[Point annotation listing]
····················

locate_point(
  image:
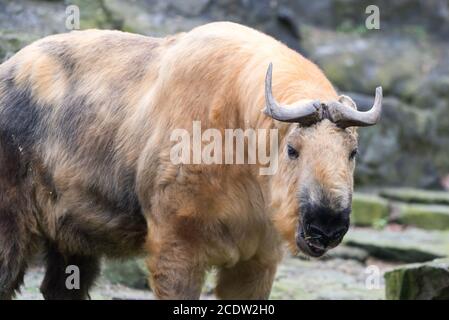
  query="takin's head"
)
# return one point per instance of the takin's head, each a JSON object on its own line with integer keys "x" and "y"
{"x": 312, "y": 190}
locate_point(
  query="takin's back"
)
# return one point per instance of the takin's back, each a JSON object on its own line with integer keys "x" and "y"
{"x": 80, "y": 109}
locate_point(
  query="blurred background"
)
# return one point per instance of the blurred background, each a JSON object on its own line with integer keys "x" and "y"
{"x": 401, "y": 208}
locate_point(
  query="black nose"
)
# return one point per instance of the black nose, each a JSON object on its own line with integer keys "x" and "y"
{"x": 324, "y": 238}
{"x": 324, "y": 228}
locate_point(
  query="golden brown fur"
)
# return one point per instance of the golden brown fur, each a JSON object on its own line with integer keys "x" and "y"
{"x": 103, "y": 104}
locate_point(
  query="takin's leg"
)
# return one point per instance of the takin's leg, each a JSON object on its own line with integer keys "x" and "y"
{"x": 14, "y": 249}
{"x": 15, "y": 222}
{"x": 57, "y": 285}
{"x": 176, "y": 270}
{"x": 250, "y": 279}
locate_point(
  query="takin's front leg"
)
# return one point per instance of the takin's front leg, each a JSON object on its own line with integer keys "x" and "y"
{"x": 175, "y": 266}
{"x": 251, "y": 279}
{"x": 54, "y": 285}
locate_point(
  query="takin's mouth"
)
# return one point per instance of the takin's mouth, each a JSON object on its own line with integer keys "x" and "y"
{"x": 308, "y": 246}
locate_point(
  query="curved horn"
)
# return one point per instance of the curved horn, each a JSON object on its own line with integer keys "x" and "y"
{"x": 344, "y": 116}
{"x": 303, "y": 113}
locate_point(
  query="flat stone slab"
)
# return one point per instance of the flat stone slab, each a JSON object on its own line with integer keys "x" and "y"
{"x": 368, "y": 210}
{"x": 430, "y": 217}
{"x": 419, "y": 281}
{"x": 416, "y": 195}
{"x": 409, "y": 245}
{"x": 333, "y": 279}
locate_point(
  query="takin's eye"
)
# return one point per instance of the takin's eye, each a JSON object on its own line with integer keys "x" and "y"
{"x": 353, "y": 154}
{"x": 292, "y": 152}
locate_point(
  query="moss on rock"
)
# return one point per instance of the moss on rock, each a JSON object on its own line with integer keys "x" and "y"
{"x": 425, "y": 281}
{"x": 368, "y": 210}
{"x": 431, "y": 217}
{"x": 416, "y": 196}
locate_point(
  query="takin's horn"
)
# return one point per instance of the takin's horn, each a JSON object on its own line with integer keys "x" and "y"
{"x": 344, "y": 116}
{"x": 310, "y": 112}
{"x": 305, "y": 113}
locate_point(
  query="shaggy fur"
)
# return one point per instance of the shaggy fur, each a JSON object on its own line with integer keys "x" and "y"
{"x": 85, "y": 122}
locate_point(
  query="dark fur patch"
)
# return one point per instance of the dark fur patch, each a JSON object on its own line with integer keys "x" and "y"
{"x": 20, "y": 117}
{"x": 63, "y": 52}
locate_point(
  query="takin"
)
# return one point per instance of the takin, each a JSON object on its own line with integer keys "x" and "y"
{"x": 85, "y": 168}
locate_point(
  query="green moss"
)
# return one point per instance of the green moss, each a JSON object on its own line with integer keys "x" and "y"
{"x": 369, "y": 210}
{"x": 416, "y": 196}
{"x": 431, "y": 217}
{"x": 427, "y": 281}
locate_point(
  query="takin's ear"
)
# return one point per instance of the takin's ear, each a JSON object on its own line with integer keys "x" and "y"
{"x": 347, "y": 101}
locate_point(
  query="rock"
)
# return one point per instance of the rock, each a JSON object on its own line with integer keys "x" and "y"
{"x": 423, "y": 281}
{"x": 347, "y": 253}
{"x": 431, "y": 217}
{"x": 189, "y": 8}
{"x": 368, "y": 210}
{"x": 131, "y": 273}
{"x": 416, "y": 195}
{"x": 410, "y": 245}
{"x": 322, "y": 279}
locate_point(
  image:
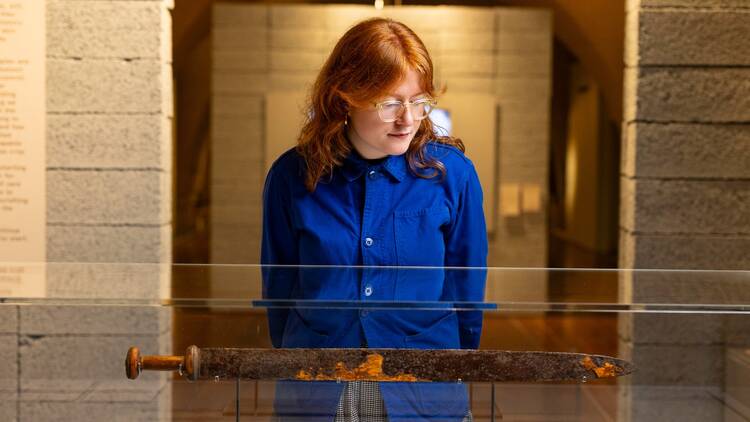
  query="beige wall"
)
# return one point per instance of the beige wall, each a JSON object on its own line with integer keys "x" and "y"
{"x": 685, "y": 198}
{"x": 108, "y": 174}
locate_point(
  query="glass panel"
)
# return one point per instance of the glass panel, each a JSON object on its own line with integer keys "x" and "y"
{"x": 62, "y": 346}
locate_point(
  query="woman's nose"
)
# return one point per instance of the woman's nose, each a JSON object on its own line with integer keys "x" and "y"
{"x": 406, "y": 119}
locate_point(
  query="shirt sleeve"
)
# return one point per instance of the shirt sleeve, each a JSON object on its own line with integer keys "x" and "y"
{"x": 466, "y": 246}
{"x": 279, "y": 247}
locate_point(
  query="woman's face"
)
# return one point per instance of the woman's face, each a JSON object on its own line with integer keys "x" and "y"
{"x": 373, "y": 138}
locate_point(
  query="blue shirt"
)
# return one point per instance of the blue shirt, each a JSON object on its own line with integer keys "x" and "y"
{"x": 378, "y": 214}
{"x": 374, "y": 215}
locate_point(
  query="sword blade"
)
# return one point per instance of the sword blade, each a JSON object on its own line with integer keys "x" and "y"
{"x": 406, "y": 365}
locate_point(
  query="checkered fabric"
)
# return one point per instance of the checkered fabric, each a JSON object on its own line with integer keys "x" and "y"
{"x": 361, "y": 401}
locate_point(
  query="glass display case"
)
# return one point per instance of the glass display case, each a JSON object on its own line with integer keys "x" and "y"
{"x": 65, "y": 330}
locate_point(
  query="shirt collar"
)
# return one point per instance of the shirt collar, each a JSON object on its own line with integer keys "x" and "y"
{"x": 355, "y": 166}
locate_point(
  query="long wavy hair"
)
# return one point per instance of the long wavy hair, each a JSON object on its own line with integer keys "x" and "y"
{"x": 367, "y": 62}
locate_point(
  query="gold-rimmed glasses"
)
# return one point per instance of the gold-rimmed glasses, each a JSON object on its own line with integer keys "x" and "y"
{"x": 391, "y": 110}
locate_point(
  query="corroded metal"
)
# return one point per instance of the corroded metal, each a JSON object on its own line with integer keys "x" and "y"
{"x": 405, "y": 365}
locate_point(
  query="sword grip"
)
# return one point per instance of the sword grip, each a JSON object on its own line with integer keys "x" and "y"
{"x": 188, "y": 365}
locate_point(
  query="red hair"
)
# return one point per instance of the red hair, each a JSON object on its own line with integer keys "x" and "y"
{"x": 367, "y": 62}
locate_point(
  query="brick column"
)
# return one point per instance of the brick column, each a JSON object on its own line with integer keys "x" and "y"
{"x": 109, "y": 149}
{"x": 109, "y": 104}
{"x": 685, "y": 195}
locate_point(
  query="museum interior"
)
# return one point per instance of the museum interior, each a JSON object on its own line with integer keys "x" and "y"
{"x": 611, "y": 140}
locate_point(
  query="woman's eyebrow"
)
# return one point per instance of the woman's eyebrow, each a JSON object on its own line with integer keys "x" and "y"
{"x": 393, "y": 96}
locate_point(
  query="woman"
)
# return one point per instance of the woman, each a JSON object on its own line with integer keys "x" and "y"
{"x": 371, "y": 184}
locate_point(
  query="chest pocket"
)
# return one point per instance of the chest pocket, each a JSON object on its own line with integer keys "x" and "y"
{"x": 419, "y": 236}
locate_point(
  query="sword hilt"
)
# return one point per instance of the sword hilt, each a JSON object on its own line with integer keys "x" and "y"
{"x": 188, "y": 365}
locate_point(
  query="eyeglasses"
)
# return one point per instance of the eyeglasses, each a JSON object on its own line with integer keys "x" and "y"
{"x": 391, "y": 110}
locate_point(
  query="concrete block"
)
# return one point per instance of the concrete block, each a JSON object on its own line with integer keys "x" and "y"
{"x": 286, "y": 81}
{"x": 672, "y": 328}
{"x": 685, "y": 37}
{"x": 121, "y": 281}
{"x": 97, "y": 29}
{"x": 48, "y": 411}
{"x": 686, "y": 290}
{"x": 340, "y": 17}
{"x": 675, "y": 365}
{"x": 737, "y": 385}
{"x": 685, "y": 410}
{"x": 108, "y": 197}
{"x": 240, "y": 147}
{"x": 468, "y": 84}
{"x": 462, "y": 42}
{"x": 8, "y": 363}
{"x": 523, "y": 65}
{"x": 240, "y": 61}
{"x": 235, "y": 244}
{"x": 291, "y": 61}
{"x": 533, "y": 402}
{"x": 687, "y": 94}
{"x": 685, "y": 251}
{"x": 230, "y": 126}
{"x": 167, "y": 91}
{"x": 244, "y": 194}
{"x": 81, "y": 243}
{"x": 632, "y": 36}
{"x": 246, "y": 213}
{"x": 243, "y": 40}
{"x": 298, "y": 16}
{"x": 244, "y": 106}
{"x": 519, "y": 88}
{"x": 232, "y": 15}
{"x": 677, "y": 150}
{"x": 321, "y": 40}
{"x": 478, "y": 64}
{"x": 223, "y": 83}
{"x": 737, "y": 331}
{"x": 8, "y": 319}
{"x": 8, "y": 408}
{"x": 524, "y": 42}
{"x": 110, "y": 86}
{"x": 519, "y": 19}
{"x": 521, "y": 247}
{"x": 424, "y": 19}
{"x": 232, "y": 171}
{"x": 466, "y": 19}
{"x": 108, "y": 141}
{"x": 91, "y": 320}
{"x": 524, "y": 130}
{"x": 50, "y": 363}
{"x": 678, "y": 206}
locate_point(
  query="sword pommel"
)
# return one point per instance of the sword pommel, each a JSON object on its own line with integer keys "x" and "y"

····················

THE REQUEST:
Identify every line of the listing that contains the string "block", and copy each such line in full. Treat uppercase and lowercase letters as distinct.

EXPECTED ANSWER:
  query="concrete block"
# return one point per instance of the concrete block, each a JSON object on its own line with integer keys "x" and "y"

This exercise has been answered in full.